• Exercise goal: Locate each line in the material that contains the string "phrase" and copy those lines out in full.
>> Begin
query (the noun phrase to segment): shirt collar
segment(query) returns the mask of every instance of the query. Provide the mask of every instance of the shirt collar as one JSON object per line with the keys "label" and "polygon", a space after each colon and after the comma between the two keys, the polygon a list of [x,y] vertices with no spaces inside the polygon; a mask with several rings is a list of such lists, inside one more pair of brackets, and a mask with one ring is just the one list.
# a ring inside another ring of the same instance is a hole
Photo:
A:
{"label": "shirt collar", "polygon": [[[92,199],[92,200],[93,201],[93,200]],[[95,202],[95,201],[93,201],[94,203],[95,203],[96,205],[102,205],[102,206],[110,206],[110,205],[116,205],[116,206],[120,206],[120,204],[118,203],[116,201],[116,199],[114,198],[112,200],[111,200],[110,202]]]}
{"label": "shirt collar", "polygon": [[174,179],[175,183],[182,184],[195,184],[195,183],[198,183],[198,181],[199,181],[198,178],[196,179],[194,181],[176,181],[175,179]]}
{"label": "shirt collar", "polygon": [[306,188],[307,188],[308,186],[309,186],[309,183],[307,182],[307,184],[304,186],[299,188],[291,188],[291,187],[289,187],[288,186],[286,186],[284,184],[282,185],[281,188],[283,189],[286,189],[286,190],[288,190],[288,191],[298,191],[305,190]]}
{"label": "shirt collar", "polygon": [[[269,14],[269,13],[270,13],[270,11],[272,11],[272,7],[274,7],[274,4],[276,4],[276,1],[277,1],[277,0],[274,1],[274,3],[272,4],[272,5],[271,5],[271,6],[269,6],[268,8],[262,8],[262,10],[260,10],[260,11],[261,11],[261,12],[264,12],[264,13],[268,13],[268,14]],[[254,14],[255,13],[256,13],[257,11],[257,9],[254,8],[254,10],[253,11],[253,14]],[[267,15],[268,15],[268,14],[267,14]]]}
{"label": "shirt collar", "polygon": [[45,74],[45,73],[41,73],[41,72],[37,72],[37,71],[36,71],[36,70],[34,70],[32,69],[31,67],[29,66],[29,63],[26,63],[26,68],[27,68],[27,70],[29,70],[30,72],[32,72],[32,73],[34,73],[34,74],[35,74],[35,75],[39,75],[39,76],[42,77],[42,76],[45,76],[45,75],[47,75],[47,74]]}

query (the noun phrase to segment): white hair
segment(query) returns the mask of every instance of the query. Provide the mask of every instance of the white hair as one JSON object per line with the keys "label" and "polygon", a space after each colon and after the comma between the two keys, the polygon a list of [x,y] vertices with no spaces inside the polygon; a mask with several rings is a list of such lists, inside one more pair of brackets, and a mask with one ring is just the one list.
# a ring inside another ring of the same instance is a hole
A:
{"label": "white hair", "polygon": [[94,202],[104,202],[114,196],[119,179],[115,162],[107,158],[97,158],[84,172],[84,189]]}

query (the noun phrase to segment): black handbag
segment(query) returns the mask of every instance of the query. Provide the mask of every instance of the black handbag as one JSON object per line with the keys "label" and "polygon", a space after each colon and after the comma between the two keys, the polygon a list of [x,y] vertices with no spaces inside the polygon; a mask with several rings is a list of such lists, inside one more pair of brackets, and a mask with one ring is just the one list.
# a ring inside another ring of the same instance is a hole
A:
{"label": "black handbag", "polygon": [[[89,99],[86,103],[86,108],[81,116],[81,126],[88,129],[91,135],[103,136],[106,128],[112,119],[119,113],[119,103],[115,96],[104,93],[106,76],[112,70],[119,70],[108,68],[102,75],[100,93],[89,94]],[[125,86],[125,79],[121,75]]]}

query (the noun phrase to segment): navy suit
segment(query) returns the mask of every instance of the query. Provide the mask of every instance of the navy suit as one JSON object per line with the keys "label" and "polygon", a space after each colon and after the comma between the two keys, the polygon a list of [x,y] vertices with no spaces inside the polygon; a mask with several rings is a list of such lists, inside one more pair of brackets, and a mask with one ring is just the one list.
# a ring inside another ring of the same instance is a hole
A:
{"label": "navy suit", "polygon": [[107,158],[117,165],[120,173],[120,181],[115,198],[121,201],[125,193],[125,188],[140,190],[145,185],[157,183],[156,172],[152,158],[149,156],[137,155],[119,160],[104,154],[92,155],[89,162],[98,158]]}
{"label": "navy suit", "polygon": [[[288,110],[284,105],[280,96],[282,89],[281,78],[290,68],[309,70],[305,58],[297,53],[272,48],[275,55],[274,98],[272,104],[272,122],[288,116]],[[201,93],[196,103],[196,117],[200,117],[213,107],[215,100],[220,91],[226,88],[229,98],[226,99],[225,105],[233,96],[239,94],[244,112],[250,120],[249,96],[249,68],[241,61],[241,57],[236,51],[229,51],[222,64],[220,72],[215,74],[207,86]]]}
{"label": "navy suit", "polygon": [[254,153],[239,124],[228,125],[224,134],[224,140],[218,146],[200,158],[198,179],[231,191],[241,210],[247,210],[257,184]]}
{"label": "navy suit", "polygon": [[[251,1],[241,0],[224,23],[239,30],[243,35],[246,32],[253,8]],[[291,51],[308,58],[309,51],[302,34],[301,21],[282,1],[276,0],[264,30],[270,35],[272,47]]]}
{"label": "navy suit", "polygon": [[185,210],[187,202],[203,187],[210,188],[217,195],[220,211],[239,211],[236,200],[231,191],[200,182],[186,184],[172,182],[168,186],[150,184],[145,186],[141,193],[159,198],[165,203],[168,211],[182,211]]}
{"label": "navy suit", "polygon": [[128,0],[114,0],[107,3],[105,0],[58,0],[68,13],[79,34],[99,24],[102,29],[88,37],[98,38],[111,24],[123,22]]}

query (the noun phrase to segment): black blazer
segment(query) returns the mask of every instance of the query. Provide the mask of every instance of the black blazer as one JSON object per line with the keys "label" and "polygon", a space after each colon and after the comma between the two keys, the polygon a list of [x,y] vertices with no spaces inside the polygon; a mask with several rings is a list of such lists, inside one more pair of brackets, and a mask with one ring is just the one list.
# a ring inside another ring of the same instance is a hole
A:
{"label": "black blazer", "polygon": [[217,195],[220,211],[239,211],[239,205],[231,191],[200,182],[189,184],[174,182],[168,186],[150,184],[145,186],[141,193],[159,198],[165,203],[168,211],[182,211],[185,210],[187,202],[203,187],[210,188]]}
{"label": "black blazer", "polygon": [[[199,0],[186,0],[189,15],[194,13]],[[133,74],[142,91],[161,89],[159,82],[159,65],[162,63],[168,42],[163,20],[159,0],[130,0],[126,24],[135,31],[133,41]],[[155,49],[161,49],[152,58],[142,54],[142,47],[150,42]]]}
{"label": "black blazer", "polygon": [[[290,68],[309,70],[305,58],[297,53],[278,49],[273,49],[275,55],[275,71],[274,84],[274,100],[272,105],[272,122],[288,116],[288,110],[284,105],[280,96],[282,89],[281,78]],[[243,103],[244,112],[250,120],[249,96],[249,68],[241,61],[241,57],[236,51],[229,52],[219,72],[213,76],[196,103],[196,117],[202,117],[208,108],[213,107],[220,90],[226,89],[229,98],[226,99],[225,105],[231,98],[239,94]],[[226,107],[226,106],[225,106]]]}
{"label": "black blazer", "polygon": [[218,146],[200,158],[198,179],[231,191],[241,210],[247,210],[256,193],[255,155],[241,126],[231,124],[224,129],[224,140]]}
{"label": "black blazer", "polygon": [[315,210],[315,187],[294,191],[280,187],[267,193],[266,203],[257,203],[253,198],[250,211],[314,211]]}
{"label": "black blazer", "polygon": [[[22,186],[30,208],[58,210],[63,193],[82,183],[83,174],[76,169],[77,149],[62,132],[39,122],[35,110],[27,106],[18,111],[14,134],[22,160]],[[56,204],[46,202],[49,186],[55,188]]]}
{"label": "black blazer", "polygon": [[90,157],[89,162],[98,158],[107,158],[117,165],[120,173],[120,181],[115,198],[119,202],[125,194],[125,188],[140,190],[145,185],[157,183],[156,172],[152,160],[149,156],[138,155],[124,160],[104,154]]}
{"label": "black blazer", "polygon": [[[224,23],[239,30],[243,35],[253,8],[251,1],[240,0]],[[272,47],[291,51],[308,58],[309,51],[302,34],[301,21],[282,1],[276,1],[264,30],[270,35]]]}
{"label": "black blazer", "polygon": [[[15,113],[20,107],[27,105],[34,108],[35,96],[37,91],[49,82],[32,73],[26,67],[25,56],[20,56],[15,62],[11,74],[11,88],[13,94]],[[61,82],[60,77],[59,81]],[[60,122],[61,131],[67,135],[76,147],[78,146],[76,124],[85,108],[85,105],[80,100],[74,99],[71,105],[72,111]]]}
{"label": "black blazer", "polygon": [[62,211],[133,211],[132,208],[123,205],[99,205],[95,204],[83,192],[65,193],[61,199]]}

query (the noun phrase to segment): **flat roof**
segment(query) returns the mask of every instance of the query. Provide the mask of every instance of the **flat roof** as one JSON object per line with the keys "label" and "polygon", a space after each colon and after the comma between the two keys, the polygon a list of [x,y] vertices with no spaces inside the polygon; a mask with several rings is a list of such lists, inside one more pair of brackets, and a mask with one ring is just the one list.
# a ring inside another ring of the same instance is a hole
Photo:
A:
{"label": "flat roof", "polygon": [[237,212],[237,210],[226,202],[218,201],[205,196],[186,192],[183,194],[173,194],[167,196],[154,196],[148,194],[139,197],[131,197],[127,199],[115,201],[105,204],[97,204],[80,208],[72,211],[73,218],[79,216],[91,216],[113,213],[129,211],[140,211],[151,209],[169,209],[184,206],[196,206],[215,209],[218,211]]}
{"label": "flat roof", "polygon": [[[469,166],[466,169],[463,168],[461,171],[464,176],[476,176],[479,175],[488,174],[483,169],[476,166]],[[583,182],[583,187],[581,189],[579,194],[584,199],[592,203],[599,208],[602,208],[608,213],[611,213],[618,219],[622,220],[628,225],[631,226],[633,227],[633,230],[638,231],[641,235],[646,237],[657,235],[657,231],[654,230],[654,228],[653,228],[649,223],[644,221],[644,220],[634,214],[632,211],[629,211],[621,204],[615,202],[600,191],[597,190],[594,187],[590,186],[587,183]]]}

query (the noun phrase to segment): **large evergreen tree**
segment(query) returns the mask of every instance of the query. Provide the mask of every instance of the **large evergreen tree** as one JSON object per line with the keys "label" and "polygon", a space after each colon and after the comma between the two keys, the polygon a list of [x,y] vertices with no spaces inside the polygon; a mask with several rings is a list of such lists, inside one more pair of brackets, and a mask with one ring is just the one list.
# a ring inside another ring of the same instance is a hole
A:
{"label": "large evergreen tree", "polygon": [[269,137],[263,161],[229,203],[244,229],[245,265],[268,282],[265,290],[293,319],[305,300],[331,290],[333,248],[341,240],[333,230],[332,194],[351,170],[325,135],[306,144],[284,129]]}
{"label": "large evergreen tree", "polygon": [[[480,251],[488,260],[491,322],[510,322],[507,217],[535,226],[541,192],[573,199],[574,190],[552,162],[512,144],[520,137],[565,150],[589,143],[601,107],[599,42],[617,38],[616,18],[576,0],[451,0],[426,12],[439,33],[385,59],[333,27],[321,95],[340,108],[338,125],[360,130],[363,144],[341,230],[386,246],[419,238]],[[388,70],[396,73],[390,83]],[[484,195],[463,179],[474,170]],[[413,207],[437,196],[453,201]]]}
>> End
• Exercise answer:
query (the noun phrase to segment): shirt collar
query (the noun phrase to segment): white hair
query (the noun phrase to segment): black handbag
query (the noun phrase to segment): navy suit
query (the noun phrase to segment): black blazer
query (the noun phrase to segment): **flat roof**
query (the noun phrase to segment): **large evergreen tree**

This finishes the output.